• [THE TASK]
Return every line of the records below that contains the word "plastic".

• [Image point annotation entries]
• • • • • • •

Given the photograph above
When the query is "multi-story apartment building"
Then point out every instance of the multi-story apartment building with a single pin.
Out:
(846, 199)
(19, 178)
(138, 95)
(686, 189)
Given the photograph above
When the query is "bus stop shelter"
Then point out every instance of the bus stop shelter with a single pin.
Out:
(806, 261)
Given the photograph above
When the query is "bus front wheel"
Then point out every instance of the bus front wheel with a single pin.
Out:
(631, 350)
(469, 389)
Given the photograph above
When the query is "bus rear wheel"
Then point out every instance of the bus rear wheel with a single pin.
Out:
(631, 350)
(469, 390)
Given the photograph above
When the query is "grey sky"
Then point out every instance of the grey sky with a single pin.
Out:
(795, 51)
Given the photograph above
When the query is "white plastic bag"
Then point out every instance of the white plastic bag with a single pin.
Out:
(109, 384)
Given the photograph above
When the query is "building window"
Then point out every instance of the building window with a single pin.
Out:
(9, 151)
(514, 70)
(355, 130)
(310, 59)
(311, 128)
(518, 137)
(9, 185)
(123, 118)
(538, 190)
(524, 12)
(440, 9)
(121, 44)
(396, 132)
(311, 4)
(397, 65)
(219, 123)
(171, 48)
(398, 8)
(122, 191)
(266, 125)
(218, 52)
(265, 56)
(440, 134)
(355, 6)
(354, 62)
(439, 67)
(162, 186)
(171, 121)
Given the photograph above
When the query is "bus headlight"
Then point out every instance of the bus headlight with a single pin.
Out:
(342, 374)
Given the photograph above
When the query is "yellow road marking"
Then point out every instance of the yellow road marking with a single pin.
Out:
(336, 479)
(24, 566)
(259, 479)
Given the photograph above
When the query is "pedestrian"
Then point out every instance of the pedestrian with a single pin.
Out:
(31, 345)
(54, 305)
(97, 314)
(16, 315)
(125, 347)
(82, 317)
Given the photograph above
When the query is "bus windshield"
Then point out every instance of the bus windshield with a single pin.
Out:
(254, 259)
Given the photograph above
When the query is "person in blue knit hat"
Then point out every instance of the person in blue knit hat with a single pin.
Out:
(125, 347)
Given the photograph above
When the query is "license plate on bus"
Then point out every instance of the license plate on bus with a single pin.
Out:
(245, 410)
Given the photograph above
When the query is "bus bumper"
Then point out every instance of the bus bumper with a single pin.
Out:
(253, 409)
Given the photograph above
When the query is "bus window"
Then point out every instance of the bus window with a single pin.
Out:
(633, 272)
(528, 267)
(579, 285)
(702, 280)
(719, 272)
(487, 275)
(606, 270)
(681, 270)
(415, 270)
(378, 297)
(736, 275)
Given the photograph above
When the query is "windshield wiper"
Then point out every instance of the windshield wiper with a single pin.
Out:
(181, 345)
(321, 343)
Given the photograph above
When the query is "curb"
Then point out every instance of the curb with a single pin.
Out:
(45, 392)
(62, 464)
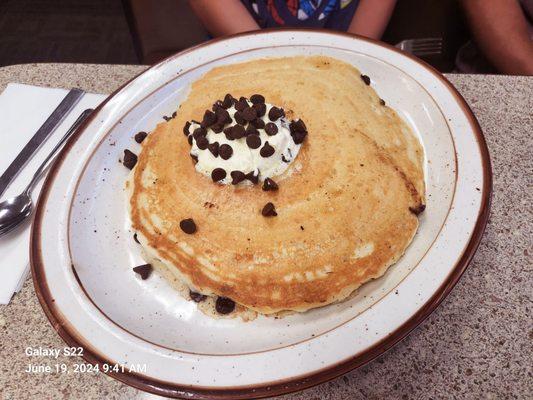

• • • • • • •

• [EXPECTED ANSWER]
When the query is "white plastic bag"
Then point out every instance of the white plastic bag with a single pin.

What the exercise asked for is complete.